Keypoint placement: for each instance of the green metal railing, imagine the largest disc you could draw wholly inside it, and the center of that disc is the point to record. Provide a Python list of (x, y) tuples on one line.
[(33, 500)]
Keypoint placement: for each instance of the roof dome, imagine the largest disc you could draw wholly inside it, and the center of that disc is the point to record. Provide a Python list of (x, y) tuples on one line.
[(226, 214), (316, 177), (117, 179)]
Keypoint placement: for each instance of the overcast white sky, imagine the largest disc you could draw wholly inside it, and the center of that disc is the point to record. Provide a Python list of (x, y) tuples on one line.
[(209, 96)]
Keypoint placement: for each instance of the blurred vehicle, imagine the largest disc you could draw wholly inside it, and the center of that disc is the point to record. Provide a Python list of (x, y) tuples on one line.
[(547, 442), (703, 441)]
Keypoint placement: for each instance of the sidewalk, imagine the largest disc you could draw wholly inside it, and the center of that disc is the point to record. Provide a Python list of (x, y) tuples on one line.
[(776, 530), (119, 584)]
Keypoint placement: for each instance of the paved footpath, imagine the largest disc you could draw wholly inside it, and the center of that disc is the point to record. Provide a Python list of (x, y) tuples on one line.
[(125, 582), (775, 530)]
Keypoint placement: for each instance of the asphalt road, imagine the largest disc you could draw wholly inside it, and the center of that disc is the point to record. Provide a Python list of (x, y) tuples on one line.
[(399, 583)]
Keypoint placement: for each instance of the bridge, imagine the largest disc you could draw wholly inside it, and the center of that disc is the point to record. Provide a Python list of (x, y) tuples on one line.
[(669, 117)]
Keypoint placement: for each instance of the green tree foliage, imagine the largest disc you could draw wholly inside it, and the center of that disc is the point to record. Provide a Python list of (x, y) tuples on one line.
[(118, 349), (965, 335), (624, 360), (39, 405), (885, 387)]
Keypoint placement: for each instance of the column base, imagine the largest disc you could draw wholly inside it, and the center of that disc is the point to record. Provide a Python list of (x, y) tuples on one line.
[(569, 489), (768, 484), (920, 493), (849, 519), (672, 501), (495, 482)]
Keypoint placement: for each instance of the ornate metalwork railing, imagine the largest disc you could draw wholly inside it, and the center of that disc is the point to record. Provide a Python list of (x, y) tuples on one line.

Exercise aim: Repeat this material verbatim.

Worked solution:
Keypoint placement: for each instance of the green metal railing, imagine the largest disc you could draw wholly inside it, and the center of that disc is the point to record. Provide a Python list of (x, y) tuples on one line.
[(33, 500)]
Keypoint placement: for each instance of the roof dome, imagine the largest disc you could draw wholly inside it, and the center of that disc is the point to record. Provide a Python list of (x, y) tuples on one line.
[(226, 214), (316, 177), (117, 179)]
Keypoint placement: for each instance of the overcast white sky, imagine the largest disc you could draw wholly inside it, and the center of that disc is the point to record. Provide a Python list of (x, y) tuples on one line.
[(209, 96)]
Keypoint placement: for each instance of the blurred vehicle, imagine the largest disc you could draw wholly inside it, and the center of that disc is the point to record. Provide a Python list of (x, y) tuples on one line.
[(547, 442), (703, 441)]
Keypoint placement: for each instance of the sidewalk, imagine the largest disc you could draw wholly inside it, and the center of that disc is the point to record. Provide a Python list of (x, y) tuples on one line.
[(776, 530), (119, 584)]
Keypoint placement: for each instance of the paved footpath, imagine the largest disc you could draw wholly inside it, and the center of that disc is the point to record. Provide a Python list of (x, y) tuples on one line.
[(125, 582), (775, 530)]
Keypoint placement: for each instance of the asphalt road, imagine the largest disc you could draw wholly inside it, and the center of that disc is the point to record. Provide a Python list of (x, y) tuples on one line.
[(399, 583)]
Keypoint placement: for each instance of the bridge, imagine the largest disc you could draw wholly inside it, and the center of that disc is the point to record. Provide a Python list of (x, y) tuples on one line.
[(669, 117)]
Keypoint placement: for each instance of the green tree foliage, imagine the largest disc you could draw wholly inside it, and the center of that disc is the point to record. Provide a Python list of (x, y) tuples on one line.
[(118, 349), (965, 335), (624, 360), (39, 405), (885, 387)]
Keypoint placement: for each instance of the column base, imagine the largest disc you could draw wholly inside it, and the center of that disc is the point to record. Provide a Python list of (x, y) tuples on one line.
[(569, 489), (768, 484), (920, 493), (849, 519), (672, 501), (495, 482)]
Keypoint placement: for each instance of the ornate metalwork railing, imagine the largest disc you could draw wholly inside it, and the center of that disc is the point to record. Provide a Python list of (x, y) tuples on one line.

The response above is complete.